TASK INSTRUCTIONS ▸ Reproduce the lines below verbatim, starting at the line that contains "green padded wall?" and stopping after the line that contains "[131,153,184,228]", with both of those lines included.

* START DATA ROWS *

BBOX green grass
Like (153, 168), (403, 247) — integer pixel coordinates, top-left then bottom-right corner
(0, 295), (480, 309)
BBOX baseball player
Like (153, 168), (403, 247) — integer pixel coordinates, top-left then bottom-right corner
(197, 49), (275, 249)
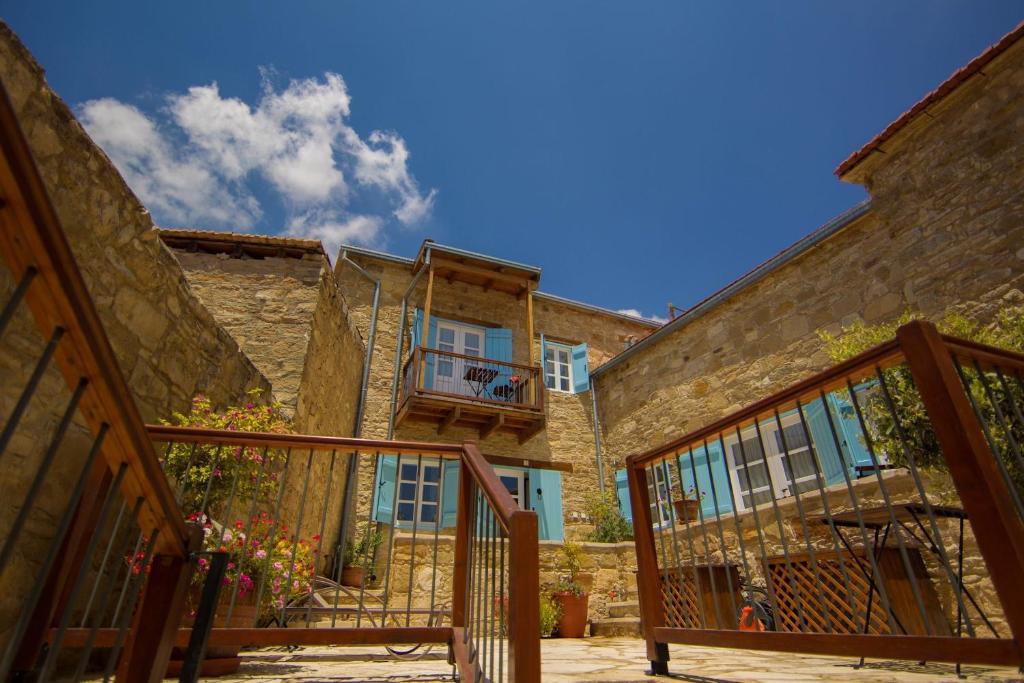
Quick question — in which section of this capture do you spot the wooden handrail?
[626,340,903,467]
[146,425,463,459]
[0,85,186,556]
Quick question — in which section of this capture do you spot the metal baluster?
[662,457,708,629]
[0,423,108,681]
[398,453,421,627]
[0,265,38,337]
[0,379,88,573]
[705,432,754,616]
[797,400,867,633]
[103,528,160,683]
[676,445,729,629]
[876,368,975,638]
[306,450,344,628]
[0,328,65,458]
[226,444,269,624]
[818,389,902,633]
[74,498,144,681]
[734,425,782,623]
[281,449,313,626]
[847,379,938,635]
[751,418,809,632]
[690,439,739,628]
[773,408,833,633]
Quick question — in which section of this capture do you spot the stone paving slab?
[201,638,1024,683]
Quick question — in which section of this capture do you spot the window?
[727,414,821,510]
[544,342,572,391]
[397,460,441,525]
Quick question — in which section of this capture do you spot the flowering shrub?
[162,388,292,514]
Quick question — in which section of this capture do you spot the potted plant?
[551,542,590,638]
[341,521,384,586]
[672,486,707,524]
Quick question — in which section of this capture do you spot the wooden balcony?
[395,346,545,443]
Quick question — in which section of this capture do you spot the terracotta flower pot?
[552,593,590,638]
[672,498,700,524]
[166,596,259,678]
[341,564,367,587]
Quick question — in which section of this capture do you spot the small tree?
[820,307,1024,493]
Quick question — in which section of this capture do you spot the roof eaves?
[835,22,1024,178]
[591,199,871,377]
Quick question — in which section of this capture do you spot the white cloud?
[80,71,436,251]
[615,308,669,325]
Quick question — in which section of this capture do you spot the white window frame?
[394,458,444,528]
[495,467,526,510]
[725,414,824,512]
[544,341,574,393]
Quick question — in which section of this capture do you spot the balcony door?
[432,321,484,396]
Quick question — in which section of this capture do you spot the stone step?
[607,600,640,618]
[590,616,641,638]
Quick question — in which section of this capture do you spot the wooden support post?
[896,321,1024,656]
[626,461,674,675]
[509,510,541,682]
[416,263,434,389]
[526,284,537,368]
[117,526,203,683]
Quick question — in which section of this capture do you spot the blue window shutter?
[423,315,437,389]
[615,469,633,524]
[441,460,459,528]
[572,344,590,393]
[526,469,564,541]
[804,398,849,486]
[530,335,551,389]
[828,393,871,466]
[409,308,423,353]
[483,328,512,395]
[373,456,398,524]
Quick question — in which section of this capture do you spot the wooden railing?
[398,346,544,413]
[627,322,1024,672]
[0,81,199,681]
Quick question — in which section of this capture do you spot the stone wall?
[0,24,270,631]
[337,252,651,538]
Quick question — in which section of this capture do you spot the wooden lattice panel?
[765,548,949,635]
[658,564,742,630]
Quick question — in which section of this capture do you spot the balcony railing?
[401,346,544,411]
[627,323,1024,672]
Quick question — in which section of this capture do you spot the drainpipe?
[590,377,604,495]
[387,248,430,440]
[335,251,381,581]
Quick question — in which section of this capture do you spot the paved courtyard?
[209,638,1024,683]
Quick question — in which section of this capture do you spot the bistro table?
[462,366,498,397]
[807,503,999,675]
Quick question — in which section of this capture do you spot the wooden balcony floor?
[394,391,545,443]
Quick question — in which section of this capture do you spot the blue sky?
[0,0,1024,315]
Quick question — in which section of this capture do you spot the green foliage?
[587,492,633,543]
[345,521,384,567]
[820,307,1024,493]
[162,389,292,516]
[555,541,586,596]
[541,591,562,638]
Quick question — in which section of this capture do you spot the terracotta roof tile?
[836,22,1024,178]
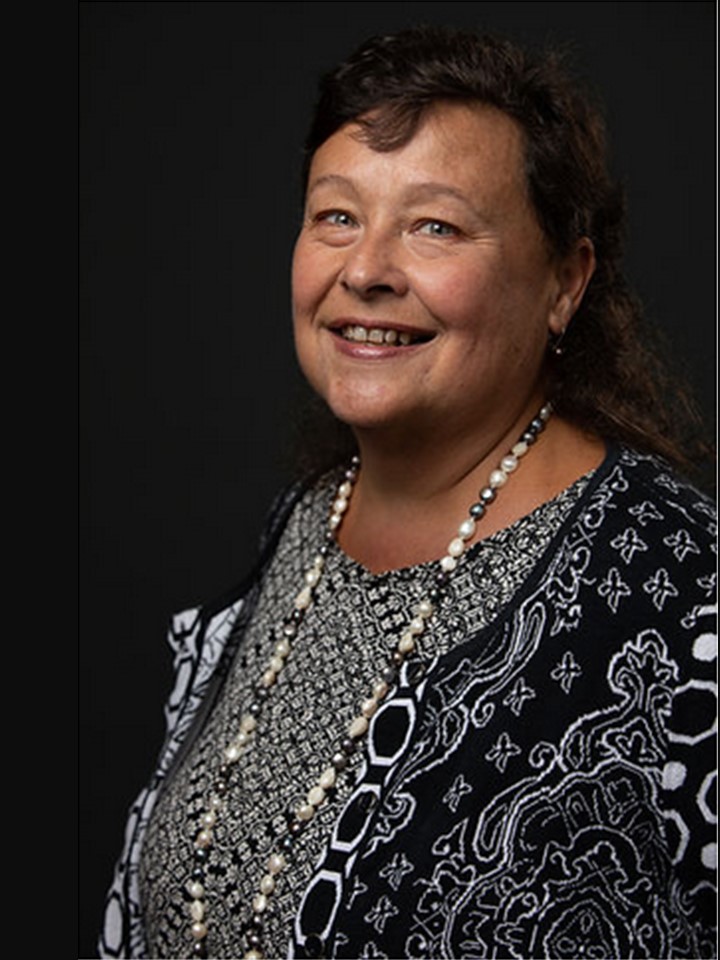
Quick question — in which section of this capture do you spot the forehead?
[308,102,527,199]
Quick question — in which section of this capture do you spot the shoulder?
[601,447,716,538]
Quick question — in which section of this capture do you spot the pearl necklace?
[181,403,552,960]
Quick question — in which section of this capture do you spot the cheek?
[416,269,497,333]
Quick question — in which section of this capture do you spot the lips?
[330,323,434,347]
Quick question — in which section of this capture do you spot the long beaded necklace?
[185,403,552,960]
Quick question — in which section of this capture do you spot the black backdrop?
[79,0,716,956]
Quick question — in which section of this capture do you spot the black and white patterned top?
[102,451,717,958]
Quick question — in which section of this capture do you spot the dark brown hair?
[296,27,709,470]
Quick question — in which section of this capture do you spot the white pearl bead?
[240,713,257,733]
[295,587,312,610]
[360,697,377,719]
[308,787,325,807]
[268,853,287,873]
[448,537,465,557]
[253,893,267,913]
[260,873,275,896]
[458,517,475,540]
[318,767,337,790]
[275,640,290,658]
[348,717,369,739]
[398,633,415,653]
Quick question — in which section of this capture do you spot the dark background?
[79,0,716,957]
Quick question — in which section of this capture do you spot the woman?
[102,29,716,958]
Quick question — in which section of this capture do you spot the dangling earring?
[548,327,567,357]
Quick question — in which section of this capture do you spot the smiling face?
[293,104,581,446]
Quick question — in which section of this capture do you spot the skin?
[293,103,604,572]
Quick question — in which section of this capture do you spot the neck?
[338,398,604,573]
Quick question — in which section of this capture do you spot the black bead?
[381,666,397,683]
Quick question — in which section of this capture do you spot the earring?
[548,327,567,357]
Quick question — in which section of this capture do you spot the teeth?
[342,326,412,347]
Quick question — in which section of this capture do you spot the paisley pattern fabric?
[101,450,717,958]
[139,462,588,957]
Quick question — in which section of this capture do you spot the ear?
[548,237,595,337]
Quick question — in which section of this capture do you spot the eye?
[417,220,460,239]
[315,210,355,227]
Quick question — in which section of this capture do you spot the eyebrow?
[307,173,482,218]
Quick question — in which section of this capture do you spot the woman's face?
[293,104,584,435]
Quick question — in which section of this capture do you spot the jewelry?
[548,327,567,357]
[186,403,552,960]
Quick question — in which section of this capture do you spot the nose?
[339,228,408,300]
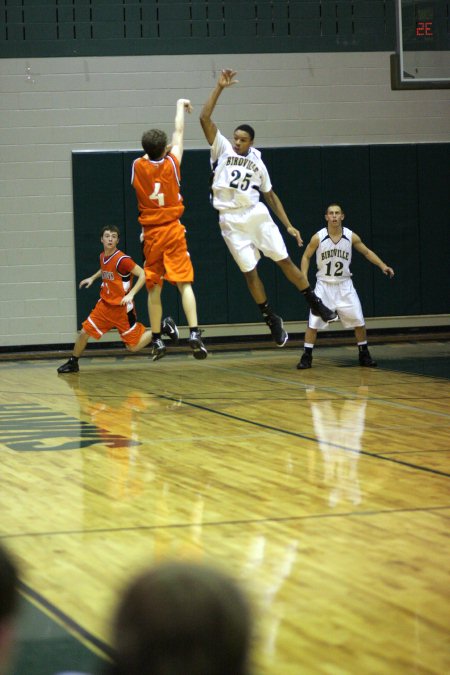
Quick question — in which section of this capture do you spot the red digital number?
[416,21,433,37]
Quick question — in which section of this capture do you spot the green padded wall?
[73,144,450,332]
[417,143,450,314]
[370,145,422,316]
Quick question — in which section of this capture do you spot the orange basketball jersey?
[100,249,136,305]
[131,153,184,228]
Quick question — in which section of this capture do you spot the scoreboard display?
[391,0,450,89]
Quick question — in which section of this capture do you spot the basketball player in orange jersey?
[131,98,208,360]
[58,225,169,373]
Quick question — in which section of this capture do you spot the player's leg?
[125,329,153,352]
[177,282,208,361]
[244,266,289,347]
[58,328,89,374]
[355,325,377,368]
[275,257,337,321]
[147,284,166,361]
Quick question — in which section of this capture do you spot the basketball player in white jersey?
[200,69,337,347]
[297,204,394,370]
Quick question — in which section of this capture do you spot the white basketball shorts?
[308,279,364,330]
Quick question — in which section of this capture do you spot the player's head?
[100,225,120,248]
[325,203,345,224]
[141,129,167,159]
[112,561,252,675]
[233,124,255,155]
[0,546,19,672]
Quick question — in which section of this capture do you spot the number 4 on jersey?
[149,183,164,206]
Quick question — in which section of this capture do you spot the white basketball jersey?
[211,131,272,211]
[316,227,353,284]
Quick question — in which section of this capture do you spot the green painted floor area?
[11,598,106,675]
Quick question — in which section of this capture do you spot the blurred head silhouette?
[108,562,252,675]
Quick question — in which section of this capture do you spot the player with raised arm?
[131,98,208,360]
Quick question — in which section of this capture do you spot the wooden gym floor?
[0,340,450,675]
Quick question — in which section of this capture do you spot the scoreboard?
[391,0,450,89]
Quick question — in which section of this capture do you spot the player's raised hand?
[219,68,239,88]
[177,98,194,114]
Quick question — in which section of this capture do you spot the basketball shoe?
[161,316,180,345]
[151,338,167,361]
[264,314,289,347]
[188,330,208,361]
[297,352,312,370]
[58,356,80,373]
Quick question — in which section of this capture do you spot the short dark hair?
[325,202,344,213]
[100,225,120,238]
[235,124,255,141]
[141,129,167,159]
[110,561,252,675]
[0,546,19,622]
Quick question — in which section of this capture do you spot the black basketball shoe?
[264,314,289,347]
[297,352,312,370]
[307,292,338,323]
[151,338,167,361]
[188,330,208,361]
[58,356,80,374]
[359,349,377,368]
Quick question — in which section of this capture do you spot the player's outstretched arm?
[170,98,192,162]
[78,270,102,288]
[120,265,145,305]
[300,234,319,278]
[200,68,238,145]
[352,233,394,279]
[262,190,303,246]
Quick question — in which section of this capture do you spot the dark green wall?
[0,0,400,58]
[73,143,450,326]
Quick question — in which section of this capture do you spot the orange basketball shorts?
[144,220,194,288]
[83,298,145,346]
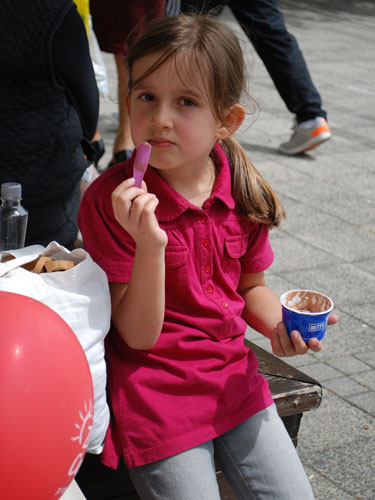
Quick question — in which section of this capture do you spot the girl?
[79,16,338,500]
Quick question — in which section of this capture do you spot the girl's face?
[127,52,228,176]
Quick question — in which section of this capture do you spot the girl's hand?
[112,178,168,249]
[271,314,339,357]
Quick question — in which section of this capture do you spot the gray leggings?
[129,405,314,500]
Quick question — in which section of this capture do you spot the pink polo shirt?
[79,145,273,468]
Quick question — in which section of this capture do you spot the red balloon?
[0,292,94,500]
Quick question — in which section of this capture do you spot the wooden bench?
[75,340,322,500]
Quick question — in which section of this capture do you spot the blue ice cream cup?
[280,290,334,343]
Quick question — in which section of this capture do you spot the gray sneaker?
[278,116,331,155]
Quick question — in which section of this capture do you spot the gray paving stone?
[352,370,375,392]
[328,356,370,375]
[355,351,375,368]
[296,362,342,382]
[323,377,368,398]
[302,461,353,500]
[298,389,375,456]
[347,391,375,416]
[302,437,375,500]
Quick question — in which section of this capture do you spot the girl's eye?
[139,94,154,101]
[180,98,196,106]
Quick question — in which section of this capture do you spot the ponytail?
[220,137,285,228]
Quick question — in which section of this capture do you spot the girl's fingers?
[285,328,309,354]
[277,322,307,356]
[271,328,285,357]
[309,339,323,352]
[328,313,339,325]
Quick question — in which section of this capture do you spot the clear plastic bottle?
[0,182,28,251]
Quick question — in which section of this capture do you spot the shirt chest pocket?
[223,234,248,289]
[165,245,188,294]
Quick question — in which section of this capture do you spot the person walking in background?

* END DATA ROWS *

FINISHED ANSWER ▸
Quick question — in which section of this capture do you spot the green padded wall?
[73,144,450,332]
[417,143,450,314]
[370,145,422,316]
Quick question — in which section of this capture do you spot the orange basketball jersey?
[100,249,136,305]
[131,153,184,228]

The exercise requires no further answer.